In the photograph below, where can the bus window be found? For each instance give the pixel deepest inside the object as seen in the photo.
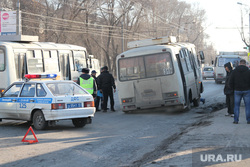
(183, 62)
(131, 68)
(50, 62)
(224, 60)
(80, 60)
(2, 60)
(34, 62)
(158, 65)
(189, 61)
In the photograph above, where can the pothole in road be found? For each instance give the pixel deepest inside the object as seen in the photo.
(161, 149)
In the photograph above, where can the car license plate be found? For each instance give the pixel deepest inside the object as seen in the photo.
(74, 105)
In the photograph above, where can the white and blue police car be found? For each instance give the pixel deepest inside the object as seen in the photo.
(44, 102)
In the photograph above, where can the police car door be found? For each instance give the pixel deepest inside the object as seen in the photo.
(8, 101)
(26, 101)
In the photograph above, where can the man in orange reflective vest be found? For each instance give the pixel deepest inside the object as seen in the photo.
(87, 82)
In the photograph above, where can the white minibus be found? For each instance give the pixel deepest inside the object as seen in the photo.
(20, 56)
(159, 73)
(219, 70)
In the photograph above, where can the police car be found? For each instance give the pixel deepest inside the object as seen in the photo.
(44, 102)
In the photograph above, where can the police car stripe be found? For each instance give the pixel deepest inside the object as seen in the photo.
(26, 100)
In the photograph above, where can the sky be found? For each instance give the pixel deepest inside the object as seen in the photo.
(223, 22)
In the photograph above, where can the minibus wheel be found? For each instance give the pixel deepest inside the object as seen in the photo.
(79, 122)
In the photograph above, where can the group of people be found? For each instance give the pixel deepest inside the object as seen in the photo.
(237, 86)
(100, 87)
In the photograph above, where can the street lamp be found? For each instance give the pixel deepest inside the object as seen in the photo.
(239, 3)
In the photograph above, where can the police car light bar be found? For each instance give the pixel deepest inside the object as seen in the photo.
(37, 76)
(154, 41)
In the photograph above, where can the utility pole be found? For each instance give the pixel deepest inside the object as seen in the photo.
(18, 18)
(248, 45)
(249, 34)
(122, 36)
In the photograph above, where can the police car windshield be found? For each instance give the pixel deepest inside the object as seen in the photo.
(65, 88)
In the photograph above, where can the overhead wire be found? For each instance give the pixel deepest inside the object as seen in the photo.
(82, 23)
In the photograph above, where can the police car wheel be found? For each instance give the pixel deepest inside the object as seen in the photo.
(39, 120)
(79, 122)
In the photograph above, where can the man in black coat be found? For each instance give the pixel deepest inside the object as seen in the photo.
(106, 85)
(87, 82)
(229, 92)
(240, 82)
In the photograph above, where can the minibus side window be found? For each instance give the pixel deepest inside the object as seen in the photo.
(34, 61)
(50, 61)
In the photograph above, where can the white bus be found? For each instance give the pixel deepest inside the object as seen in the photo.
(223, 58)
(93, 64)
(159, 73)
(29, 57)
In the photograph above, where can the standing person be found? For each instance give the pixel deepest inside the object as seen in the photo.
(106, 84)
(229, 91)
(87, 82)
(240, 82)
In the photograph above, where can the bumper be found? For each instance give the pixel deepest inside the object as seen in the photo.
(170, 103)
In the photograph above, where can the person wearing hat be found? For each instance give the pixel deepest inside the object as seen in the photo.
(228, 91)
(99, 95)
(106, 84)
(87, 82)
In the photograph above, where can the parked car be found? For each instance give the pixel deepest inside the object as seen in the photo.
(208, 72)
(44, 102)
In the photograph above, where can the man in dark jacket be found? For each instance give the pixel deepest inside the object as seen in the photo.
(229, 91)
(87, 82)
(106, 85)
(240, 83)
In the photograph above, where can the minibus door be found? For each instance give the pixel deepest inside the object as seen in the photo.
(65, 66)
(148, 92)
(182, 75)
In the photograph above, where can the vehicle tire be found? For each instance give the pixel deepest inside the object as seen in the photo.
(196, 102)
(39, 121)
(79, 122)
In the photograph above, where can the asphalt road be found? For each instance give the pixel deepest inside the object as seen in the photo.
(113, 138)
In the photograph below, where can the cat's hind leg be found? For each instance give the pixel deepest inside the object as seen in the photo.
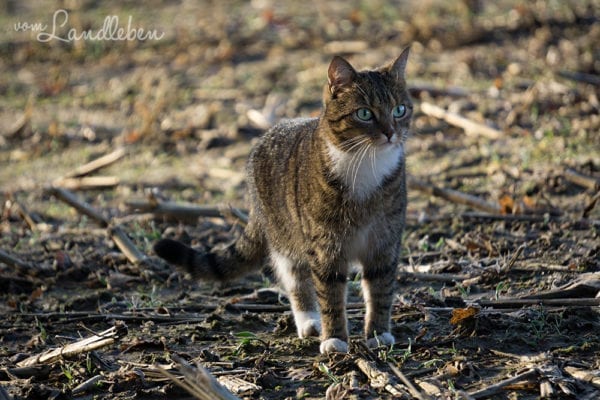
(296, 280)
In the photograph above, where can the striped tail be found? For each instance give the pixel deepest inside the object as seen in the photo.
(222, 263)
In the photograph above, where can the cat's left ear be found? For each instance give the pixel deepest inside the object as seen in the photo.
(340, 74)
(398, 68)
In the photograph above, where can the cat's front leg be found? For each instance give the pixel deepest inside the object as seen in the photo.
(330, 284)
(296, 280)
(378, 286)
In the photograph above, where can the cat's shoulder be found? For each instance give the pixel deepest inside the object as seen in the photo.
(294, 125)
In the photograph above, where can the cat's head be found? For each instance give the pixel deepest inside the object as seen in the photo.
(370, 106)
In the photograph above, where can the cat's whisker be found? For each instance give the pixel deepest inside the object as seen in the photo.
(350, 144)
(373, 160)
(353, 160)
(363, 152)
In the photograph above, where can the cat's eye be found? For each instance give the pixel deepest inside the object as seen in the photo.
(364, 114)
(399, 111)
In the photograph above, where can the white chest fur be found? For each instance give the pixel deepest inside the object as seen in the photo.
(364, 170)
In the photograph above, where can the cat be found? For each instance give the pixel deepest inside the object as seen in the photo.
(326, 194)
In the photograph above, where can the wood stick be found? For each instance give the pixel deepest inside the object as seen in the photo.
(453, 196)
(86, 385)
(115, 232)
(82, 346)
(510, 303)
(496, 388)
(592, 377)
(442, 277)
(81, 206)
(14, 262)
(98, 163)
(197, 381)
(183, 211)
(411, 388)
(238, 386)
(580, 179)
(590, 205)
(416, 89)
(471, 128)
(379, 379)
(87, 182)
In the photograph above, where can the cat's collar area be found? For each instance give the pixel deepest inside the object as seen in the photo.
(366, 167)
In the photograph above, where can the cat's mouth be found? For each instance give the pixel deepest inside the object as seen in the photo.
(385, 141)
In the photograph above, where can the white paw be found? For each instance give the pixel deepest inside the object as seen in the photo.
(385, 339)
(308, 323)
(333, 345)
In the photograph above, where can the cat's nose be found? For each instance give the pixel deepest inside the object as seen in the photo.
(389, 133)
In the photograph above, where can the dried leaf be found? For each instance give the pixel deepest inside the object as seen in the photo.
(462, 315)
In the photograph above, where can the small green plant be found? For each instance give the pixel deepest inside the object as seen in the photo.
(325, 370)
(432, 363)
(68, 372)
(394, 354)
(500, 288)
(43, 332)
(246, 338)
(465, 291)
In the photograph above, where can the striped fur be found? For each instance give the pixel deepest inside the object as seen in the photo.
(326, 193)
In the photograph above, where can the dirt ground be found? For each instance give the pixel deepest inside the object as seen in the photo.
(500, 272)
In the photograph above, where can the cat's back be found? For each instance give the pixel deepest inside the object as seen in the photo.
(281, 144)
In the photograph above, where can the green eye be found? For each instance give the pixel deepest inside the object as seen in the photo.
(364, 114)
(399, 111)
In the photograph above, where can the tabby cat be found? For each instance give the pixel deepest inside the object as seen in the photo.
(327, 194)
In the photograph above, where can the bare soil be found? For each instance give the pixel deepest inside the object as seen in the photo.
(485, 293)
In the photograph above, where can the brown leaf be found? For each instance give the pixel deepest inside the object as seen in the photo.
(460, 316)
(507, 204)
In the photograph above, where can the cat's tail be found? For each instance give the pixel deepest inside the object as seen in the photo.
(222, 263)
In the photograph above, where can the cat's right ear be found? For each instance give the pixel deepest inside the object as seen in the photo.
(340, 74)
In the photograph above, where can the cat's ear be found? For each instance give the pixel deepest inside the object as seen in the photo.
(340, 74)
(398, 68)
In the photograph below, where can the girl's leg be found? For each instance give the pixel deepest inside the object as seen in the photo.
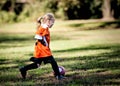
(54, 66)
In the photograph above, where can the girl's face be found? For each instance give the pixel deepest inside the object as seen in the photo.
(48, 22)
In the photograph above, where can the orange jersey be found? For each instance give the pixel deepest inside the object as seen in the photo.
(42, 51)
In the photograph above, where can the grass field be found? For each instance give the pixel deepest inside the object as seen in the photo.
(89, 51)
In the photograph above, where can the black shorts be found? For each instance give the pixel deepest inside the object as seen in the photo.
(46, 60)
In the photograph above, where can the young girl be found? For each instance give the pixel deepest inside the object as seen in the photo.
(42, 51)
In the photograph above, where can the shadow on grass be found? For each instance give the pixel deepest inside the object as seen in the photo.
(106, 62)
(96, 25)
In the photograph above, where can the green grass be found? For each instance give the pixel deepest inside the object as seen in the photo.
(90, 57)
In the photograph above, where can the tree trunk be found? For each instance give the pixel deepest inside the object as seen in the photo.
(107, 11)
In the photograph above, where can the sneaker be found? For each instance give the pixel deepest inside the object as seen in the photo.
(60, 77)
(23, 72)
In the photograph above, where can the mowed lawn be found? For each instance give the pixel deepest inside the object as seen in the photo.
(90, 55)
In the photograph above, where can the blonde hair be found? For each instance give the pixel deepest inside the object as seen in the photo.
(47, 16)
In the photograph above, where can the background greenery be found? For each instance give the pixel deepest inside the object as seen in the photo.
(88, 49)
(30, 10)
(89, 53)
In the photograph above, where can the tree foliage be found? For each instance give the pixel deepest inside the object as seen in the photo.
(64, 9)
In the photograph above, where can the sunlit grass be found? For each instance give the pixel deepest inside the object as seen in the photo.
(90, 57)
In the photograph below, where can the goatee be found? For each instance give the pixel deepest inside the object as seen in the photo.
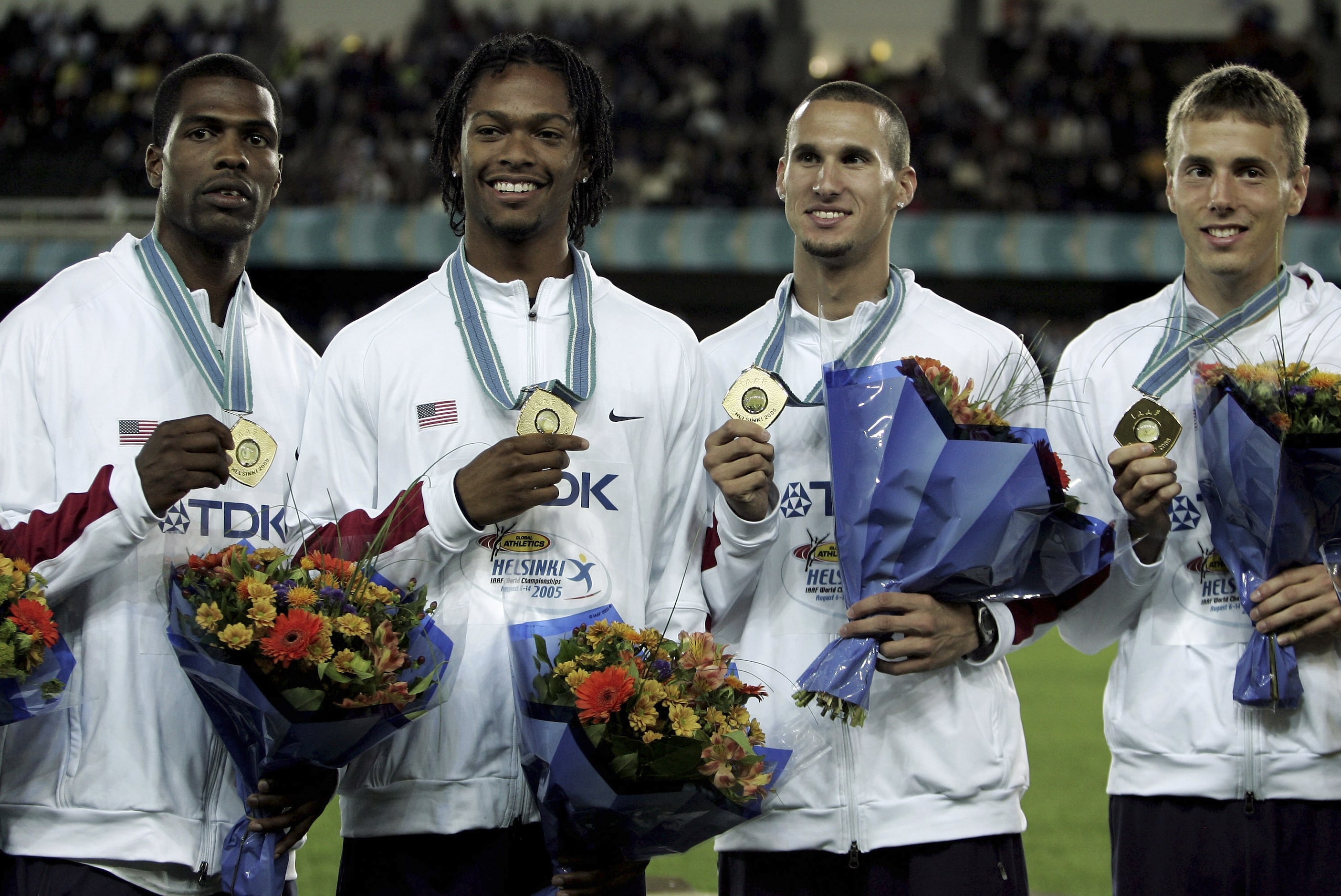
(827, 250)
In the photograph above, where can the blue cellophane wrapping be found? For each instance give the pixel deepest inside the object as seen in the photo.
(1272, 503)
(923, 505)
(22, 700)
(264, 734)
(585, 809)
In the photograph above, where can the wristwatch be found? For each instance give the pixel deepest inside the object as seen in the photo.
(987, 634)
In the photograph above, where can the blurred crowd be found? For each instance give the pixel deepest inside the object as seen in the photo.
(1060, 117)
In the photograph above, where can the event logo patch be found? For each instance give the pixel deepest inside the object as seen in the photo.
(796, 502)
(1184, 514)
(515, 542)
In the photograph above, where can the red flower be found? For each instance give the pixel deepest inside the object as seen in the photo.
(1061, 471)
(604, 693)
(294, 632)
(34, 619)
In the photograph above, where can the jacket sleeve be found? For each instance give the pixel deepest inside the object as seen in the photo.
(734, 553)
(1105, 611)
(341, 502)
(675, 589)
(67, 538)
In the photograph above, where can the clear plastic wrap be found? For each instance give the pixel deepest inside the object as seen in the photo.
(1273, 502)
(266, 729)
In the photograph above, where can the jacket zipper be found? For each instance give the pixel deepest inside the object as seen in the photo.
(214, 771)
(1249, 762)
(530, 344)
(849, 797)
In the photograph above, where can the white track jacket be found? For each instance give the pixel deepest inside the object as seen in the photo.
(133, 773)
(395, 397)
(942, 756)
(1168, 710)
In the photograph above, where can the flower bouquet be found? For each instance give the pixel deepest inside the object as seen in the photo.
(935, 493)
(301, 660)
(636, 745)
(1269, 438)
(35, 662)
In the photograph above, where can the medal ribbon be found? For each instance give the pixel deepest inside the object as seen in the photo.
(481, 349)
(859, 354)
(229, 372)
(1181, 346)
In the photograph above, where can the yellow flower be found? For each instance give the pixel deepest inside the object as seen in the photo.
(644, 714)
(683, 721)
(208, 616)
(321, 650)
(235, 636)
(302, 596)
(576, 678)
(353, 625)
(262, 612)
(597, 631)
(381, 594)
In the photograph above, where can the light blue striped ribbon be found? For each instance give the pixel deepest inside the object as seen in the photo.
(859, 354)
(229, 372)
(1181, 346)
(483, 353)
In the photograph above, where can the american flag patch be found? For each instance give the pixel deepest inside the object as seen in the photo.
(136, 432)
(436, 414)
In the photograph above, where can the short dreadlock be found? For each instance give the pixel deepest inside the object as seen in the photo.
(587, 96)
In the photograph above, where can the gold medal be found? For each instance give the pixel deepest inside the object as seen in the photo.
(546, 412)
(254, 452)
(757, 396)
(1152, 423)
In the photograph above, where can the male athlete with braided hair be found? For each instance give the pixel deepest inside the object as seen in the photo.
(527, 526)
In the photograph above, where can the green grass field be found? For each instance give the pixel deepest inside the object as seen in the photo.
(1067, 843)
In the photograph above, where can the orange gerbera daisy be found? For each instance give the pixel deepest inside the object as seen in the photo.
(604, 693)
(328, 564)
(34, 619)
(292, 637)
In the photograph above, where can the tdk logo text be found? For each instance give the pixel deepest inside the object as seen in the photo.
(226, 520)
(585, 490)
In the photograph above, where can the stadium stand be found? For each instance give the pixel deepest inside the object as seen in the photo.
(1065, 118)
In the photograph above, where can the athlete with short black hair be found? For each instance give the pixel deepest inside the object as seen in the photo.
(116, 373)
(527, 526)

## TASK BRIEF
Reproduce nothing but the lines from the line containing "In the photograph above, where can the green grass field" to the last line of the data, each exactly as written.

## ANSWER BELOW
In the photograph above, where can the green grass field be found? For each instance give the pixel deepest inside the object as seen in the photo.
(1067, 843)
In the photograph above, where can the orange gerbera daisy be found? For each instance give the pixel deepest inside the object as seen in the photo.
(604, 693)
(328, 564)
(34, 619)
(292, 637)
In the photograph above, where can the tdk logo text be found? For each instance give the pixel deepest inside the object as seen in the photo.
(226, 520)
(585, 490)
In the photograph above, where can the stadium stand be found? For each instance give the pixel deepest inside the object as seen in the photo.
(1065, 118)
In the photograph above, where can the athlete with short black hair be found? For each instance give the pixel deepest inside the object as seen in the photo.
(116, 373)
(527, 526)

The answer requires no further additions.